Your instructions => Extract every line in the items below that contains the word "with", matching case exactly.

-------- Input records --------

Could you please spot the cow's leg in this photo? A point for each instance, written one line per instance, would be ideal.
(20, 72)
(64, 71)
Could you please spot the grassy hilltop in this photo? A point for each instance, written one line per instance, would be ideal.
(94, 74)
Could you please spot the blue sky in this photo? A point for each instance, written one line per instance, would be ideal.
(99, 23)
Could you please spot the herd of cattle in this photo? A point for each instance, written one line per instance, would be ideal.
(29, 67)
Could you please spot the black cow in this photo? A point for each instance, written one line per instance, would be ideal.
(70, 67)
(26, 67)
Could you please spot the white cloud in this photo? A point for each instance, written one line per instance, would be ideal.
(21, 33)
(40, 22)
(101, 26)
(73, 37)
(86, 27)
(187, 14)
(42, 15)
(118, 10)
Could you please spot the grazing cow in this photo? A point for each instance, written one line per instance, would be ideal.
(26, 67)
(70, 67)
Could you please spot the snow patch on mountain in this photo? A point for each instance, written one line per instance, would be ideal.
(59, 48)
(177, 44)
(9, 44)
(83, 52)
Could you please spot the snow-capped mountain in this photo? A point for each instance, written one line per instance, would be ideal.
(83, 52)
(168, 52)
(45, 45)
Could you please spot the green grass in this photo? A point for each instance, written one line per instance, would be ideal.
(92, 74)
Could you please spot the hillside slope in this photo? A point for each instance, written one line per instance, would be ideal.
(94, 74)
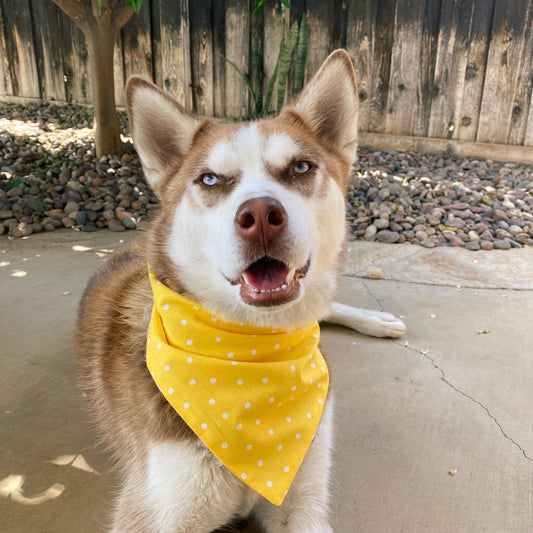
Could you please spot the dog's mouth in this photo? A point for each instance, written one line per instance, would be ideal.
(268, 282)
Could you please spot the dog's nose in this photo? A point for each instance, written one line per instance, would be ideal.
(261, 219)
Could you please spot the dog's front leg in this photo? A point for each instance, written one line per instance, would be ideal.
(365, 321)
(305, 508)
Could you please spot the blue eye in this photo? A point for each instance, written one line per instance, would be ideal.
(209, 179)
(302, 167)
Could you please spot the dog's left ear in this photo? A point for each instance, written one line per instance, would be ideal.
(330, 103)
(162, 129)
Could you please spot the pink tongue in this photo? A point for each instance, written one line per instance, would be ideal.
(267, 274)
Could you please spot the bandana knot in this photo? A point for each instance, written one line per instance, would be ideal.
(253, 395)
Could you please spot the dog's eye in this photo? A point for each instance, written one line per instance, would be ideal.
(209, 179)
(302, 167)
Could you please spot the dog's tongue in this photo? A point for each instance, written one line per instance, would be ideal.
(266, 274)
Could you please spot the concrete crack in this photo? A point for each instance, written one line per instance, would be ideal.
(477, 402)
(375, 298)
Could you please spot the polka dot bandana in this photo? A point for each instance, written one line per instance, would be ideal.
(253, 395)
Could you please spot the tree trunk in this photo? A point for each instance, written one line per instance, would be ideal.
(100, 26)
(101, 43)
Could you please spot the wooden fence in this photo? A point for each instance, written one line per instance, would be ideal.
(446, 69)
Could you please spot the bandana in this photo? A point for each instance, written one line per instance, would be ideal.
(253, 395)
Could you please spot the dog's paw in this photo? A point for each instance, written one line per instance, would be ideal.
(379, 324)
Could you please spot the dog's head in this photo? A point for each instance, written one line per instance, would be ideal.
(252, 217)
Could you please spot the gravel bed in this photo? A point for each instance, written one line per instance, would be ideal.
(50, 179)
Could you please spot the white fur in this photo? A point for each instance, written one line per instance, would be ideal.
(207, 251)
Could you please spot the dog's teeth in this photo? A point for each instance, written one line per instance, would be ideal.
(290, 275)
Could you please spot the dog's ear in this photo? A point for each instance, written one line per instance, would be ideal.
(162, 129)
(330, 103)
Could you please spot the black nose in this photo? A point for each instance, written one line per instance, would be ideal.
(261, 220)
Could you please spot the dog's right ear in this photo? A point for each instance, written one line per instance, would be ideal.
(162, 129)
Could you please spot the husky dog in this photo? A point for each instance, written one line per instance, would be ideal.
(250, 233)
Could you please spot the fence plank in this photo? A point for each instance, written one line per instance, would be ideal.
(360, 41)
(20, 48)
(202, 57)
(49, 60)
(450, 68)
(219, 63)
(426, 73)
(6, 85)
(76, 65)
(237, 51)
(404, 98)
(477, 46)
(504, 106)
(381, 65)
(175, 52)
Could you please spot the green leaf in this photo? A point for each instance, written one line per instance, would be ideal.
(285, 63)
(259, 6)
(242, 75)
(134, 4)
(301, 57)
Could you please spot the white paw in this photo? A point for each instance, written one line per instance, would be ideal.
(379, 324)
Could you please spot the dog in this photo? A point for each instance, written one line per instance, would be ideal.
(247, 251)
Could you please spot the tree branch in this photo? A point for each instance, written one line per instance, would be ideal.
(79, 12)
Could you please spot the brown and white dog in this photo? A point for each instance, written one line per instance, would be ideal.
(252, 226)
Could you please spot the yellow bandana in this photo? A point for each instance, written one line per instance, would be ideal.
(253, 395)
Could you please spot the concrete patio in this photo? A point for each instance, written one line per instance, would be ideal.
(434, 431)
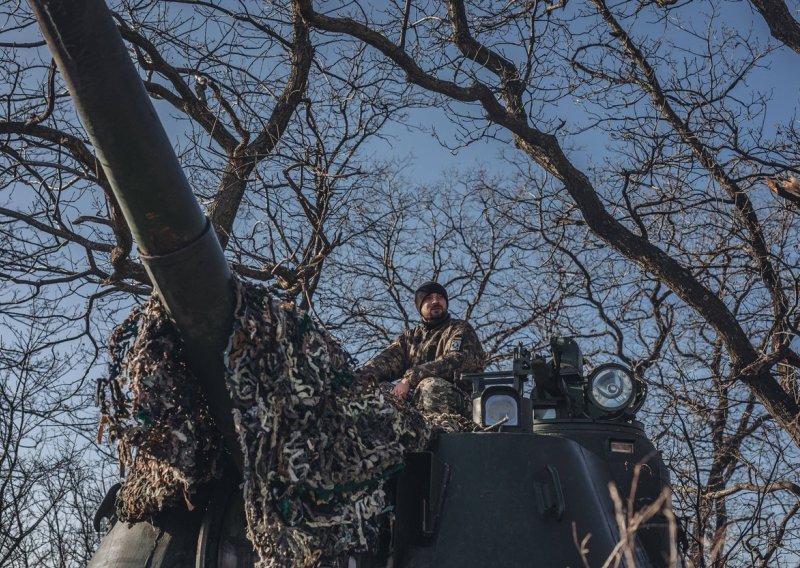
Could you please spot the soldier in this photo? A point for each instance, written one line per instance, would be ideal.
(429, 358)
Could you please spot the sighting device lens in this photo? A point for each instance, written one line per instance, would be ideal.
(611, 387)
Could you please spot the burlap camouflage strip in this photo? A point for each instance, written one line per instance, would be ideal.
(318, 445)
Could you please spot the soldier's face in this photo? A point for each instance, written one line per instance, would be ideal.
(433, 306)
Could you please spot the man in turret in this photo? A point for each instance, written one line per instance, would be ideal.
(429, 359)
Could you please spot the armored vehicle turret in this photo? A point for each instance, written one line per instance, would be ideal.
(558, 460)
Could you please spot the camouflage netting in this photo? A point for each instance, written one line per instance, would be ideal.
(318, 446)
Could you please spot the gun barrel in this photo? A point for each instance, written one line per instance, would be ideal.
(180, 250)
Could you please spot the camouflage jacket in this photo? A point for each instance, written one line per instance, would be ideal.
(445, 349)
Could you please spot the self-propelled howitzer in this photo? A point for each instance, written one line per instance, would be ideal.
(531, 490)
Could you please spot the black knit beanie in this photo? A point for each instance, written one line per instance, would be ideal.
(429, 287)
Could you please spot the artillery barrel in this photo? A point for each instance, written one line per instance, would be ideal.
(176, 242)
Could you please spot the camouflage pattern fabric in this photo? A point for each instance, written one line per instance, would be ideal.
(442, 350)
(318, 446)
(434, 394)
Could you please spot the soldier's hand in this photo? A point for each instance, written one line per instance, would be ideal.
(401, 389)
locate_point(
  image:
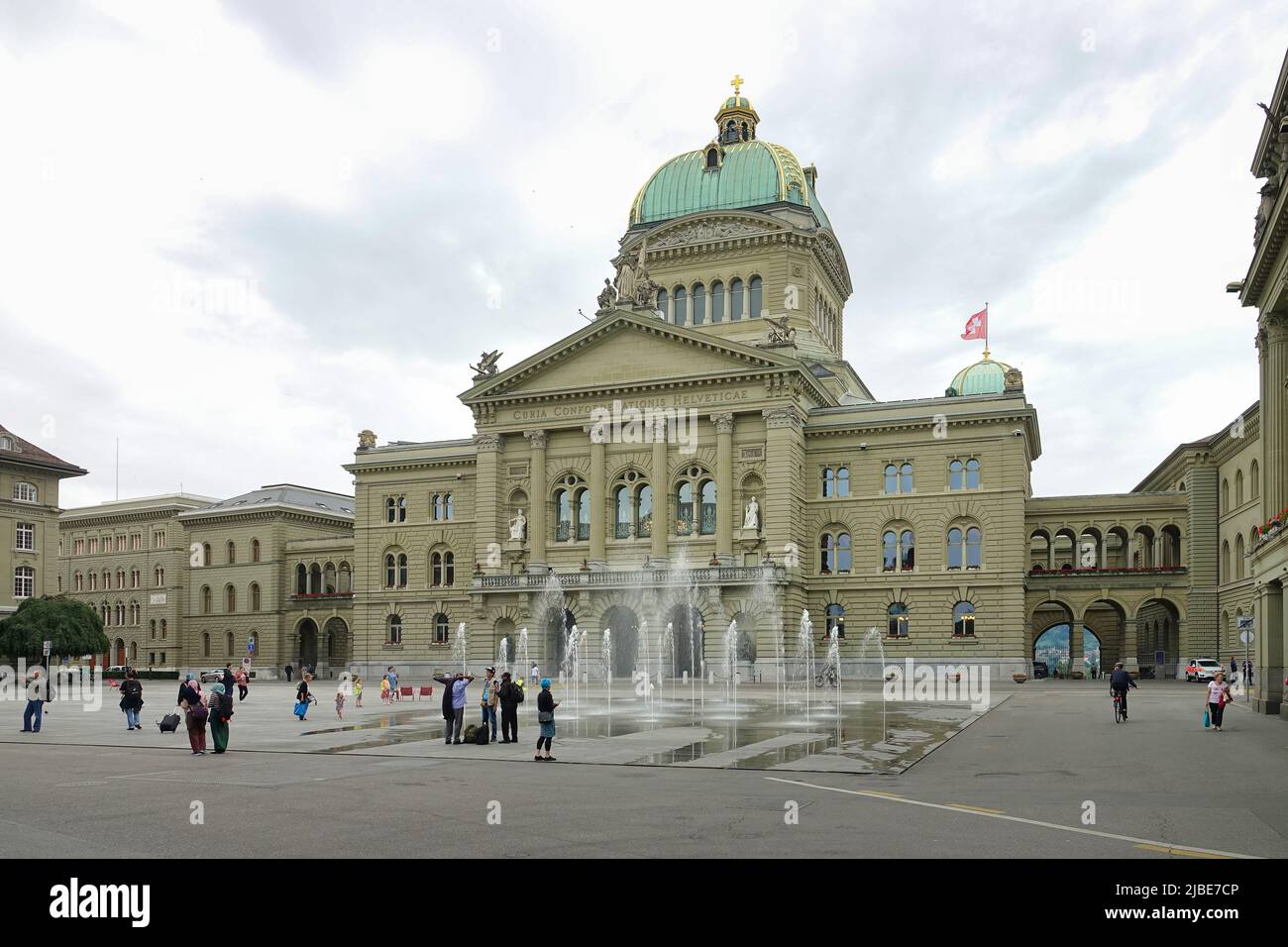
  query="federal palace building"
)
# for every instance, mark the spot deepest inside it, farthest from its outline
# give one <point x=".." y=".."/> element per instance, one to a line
<point x="702" y="451"/>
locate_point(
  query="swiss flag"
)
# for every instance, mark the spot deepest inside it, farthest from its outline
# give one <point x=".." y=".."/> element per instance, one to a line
<point x="977" y="326"/>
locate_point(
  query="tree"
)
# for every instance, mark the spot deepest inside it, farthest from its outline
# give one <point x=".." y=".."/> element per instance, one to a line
<point x="73" y="628"/>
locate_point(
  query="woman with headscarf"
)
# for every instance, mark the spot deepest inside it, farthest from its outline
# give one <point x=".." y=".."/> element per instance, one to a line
<point x="220" y="710"/>
<point x="194" y="712"/>
<point x="546" y="705"/>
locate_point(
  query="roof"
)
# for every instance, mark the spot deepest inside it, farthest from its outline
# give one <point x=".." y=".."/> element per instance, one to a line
<point x="986" y="376"/>
<point x="26" y="453"/>
<point x="751" y="174"/>
<point x="279" y="495"/>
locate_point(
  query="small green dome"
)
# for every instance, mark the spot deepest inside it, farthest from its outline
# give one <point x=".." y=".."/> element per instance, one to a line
<point x="986" y="376"/>
<point x="750" y="174"/>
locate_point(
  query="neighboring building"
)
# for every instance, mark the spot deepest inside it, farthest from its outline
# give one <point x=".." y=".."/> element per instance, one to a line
<point x="127" y="560"/>
<point x="269" y="577"/>
<point x="29" y="519"/>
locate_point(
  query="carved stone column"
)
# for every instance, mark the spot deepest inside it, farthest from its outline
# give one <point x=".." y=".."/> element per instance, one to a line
<point x="661" y="480"/>
<point x="487" y="496"/>
<point x="597" y="501"/>
<point x="537" y="514"/>
<point x="724" y="484"/>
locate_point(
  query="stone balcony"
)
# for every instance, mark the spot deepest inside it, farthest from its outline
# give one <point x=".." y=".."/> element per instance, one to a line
<point x="636" y="579"/>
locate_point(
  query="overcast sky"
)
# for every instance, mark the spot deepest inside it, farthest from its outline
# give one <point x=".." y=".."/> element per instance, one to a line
<point x="233" y="235"/>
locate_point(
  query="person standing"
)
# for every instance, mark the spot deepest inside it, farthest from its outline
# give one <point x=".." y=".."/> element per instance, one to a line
<point x="489" y="701"/>
<point x="546" y="705"/>
<point x="510" y="696"/>
<point x="220" y="712"/>
<point x="132" y="698"/>
<point x="194" y="712"/>
<point x="1218" y="696"/>
<point x="38" y="692"/>
<point x="459" y="684"/>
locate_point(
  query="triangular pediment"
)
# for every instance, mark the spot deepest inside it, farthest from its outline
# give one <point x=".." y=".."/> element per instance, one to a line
<point x="623" y="350"/>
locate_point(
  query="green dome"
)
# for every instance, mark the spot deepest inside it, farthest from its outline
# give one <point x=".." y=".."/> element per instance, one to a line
<point x="984" y="376"/>
<point x="750" y="174"/>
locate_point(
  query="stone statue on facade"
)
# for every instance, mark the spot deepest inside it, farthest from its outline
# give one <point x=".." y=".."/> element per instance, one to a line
<point x="518" y="526"/>
<point x="606" y="295"/>
<point x="487" y="365"/>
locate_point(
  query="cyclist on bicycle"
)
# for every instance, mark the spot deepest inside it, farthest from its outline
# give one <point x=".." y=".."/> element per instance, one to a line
<point x="1120" y="682"/>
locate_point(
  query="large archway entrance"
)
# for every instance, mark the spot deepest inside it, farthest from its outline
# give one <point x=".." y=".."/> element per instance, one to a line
<point x="558" y="624"/>
<point x="626" y="641"/>
<point x="308" y="642"/>
<point x="686" y="624"/>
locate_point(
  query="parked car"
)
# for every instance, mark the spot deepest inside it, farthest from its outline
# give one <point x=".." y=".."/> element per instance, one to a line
<point x="1201" y="669"/>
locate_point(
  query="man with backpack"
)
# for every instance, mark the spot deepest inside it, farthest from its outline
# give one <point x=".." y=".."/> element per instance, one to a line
<point x="510" y="696"/>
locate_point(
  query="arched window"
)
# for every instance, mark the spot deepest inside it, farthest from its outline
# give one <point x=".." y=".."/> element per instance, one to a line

--------

Written reply =>
  query="woman with headscarf"
  query="man with backpack"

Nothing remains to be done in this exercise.